## Document passage
# Population-level trends for Client Outcome Measures

## Comparing the averages of scores for a particular set of questions First stage vs any other stage scores ATOM Survey

## Steps:

1. Extract the data - from the database or from a pre-prepared parquet file
2. Processing: if not pulling from pre-cleaned data: Clean & Transform (incl. categorize) the data
    - Clean data - remove rows with missing data : PDCSubstanceOrGambling
    - Transform data - expand PDC, determine Program, categorize fields, drop Notes/Comments fields, rename PartitionKey to SLK.
    - Limit the data to the period of interest - i.e. only clients who have completed at least one survey during the period of interest.
    - Limit by only clients who have completed the survey at least three times (min-stage: 3)
5. Calculate the average score for each client for each stage and for each of the questions of interest.


In [1]:
# Step 0: Importing the libraries

from utils.df_ops import read_parquet

In [2]:
# Global variables
extract_start_date = 20200101
extract_end_date = 20240101
fname = f"{extract_start_date}_{extract_end_date}"

active_clients_start_date ='2022-07-01' 
active_clients_end_date = '2023-06-30'

MIN_NUM_ATOMS_PER_CLIENT = 3
MIN_NUM_COL_VALUES = 3

processed_filepath = f"./data/processed/processed_all_cols_{fname}.parquet"


### Step 1 & 2: Extract & Process

In [3]:
# Step 1: Importing the dataset

## Check if a processed parquet file exists
processed_df = read_parquet(processed_filepath)

if isinstance(processed_df, type(None)) or processed_df.empty:
  print("INFO: No processed data found, loading from DB")
  from utils.io import get_data
  raw_df = get_data(extract_start_date, extract_end_date, f"./data/in/{fname}.parquet", cache=True)
  if isinstance(raw_df, type(None)) or raw_df.empty:
    print("ERROR: No data found")
    exit(1)
  
  from data_prep import prep_dataframe, limit_min_num_assessments, limit_clients_active_inperiod

  # Step 2: Clean and Transform the dataset
  processed_df = prep_dataframe(raw_df) # only one filter: PDCSubstanceOrGambling has to have a value

  processed_df = limit_clients_active_inperiod(processed_df, active_clients_start_date, active_clients_end_date)
  # Limit to only clients who have completed at least 3 survey during the period of interest.
  processed_df = limit_min_num_assessments(processed_df, MIN_NUM_ATOMS_PER_CLIENT)
  
  # cache the processed data
  processed_df.to_parquet(f"{processed_filepath}")


In [4]:
len(processed_df)

## Given instruction 1
In the client outcome measures notebook, what date is assigned to active_clients_end_date?
The client outcome measures notebook and the entries that come after it are unrelated material.

## Data for processing
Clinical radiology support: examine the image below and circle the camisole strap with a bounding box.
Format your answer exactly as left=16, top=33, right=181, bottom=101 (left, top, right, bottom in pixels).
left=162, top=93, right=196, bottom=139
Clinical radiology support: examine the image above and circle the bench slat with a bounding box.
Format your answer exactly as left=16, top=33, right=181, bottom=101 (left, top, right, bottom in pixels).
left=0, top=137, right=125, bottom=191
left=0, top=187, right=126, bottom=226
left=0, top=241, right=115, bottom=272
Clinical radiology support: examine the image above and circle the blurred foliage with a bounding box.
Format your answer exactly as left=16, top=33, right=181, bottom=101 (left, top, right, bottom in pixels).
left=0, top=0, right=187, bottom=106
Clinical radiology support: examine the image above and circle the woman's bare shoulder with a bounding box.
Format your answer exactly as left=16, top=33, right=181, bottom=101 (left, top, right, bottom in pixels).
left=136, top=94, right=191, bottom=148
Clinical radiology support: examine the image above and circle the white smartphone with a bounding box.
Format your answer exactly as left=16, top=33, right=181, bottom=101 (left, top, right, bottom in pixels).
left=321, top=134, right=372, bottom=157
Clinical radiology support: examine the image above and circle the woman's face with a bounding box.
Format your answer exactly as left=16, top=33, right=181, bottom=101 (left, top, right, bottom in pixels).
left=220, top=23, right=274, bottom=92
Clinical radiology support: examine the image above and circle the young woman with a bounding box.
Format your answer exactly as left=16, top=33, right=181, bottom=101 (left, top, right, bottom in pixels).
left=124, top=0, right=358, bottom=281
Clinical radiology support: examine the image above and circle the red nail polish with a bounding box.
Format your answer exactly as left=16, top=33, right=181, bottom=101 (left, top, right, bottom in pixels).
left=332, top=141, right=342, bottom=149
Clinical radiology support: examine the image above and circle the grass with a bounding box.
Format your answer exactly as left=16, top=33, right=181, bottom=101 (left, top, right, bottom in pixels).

## Given instruction 2
Render the entries from the line with "grass with a bounding box." through the end of the entries as a Markdown table with the columns Row and Line, skipping any blank lines.

## Written answer 1
'2023-06-30'

## Written answer 2
| Row | Line |
|---|---|
| 1 | Clinical radiology support: examine the image above and circle the grass with a bounding box. |
| 2 | Format your answer exactly as left=16, top=33, right=181, bottom=101 (left, top, right, bottom in pixels). |